PROBLEM REQUIREMENTS: Please copy every record exactly as it is written.

DATA FOR THE TASK START

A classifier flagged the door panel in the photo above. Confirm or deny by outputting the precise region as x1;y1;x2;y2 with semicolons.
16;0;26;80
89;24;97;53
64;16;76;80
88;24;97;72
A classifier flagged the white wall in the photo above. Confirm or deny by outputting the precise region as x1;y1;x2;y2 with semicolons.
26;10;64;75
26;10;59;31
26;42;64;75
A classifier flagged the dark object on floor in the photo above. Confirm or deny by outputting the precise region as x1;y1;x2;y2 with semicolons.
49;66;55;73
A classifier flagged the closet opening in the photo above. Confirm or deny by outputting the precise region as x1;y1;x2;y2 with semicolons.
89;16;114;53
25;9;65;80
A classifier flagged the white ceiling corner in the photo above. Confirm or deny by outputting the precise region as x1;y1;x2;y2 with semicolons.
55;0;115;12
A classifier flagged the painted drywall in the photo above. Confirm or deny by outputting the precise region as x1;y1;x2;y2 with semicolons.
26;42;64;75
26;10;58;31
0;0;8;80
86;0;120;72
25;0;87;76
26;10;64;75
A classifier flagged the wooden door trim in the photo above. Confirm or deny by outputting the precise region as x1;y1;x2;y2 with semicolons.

DATA FOR THE TASK END

ANSWER BELOW:
A classifier flagged the door panel in the photo above. Confirm or deny by outputting the precise region as x1;y1;x2;y2 with semicolons.
16;0;26;80
89;24;97;53
64;16;76;80
88;24;97;72
A classifier flagged the white wall in the photo above. Confirm or deny by outputting the precise region as x1;y1;x2;y2 with semicolons.
26;10;64;75
26;10;59;31
26;42;64;75
A classifier flagged the dark object on floor in the photo above. Confirm or deny by outputting the precise region as x1;y1;x2;y2 with semicolons.
49;66;55;73
A classifier flagged the closet opening in the photo above. Confirm or deny by outputting the precise region as x1;y1;x2;y2 with semicolons.
89;16;114;53
25;9;65;80
A classifier flagged the white ceiling corner in the photo above. Confirm or deny by outputting the precise region as x1;y1;x2;y2 with semicolons.
55;0;115;12
A classifier flagged the painted drywall in the photo above. Confirm or deny by outputting the precise region as x1;y1;x2;y2 with semicolons.
26;42;64;75
26;10;58;31
0;0;8;80
86;0;120;72
25;0;87;76
26;10;64;75
A classifier flagged the wooden door trim in the photo above. Confirm or deny by outputting the precise region as x1;y1;x2;y2 with semicolons.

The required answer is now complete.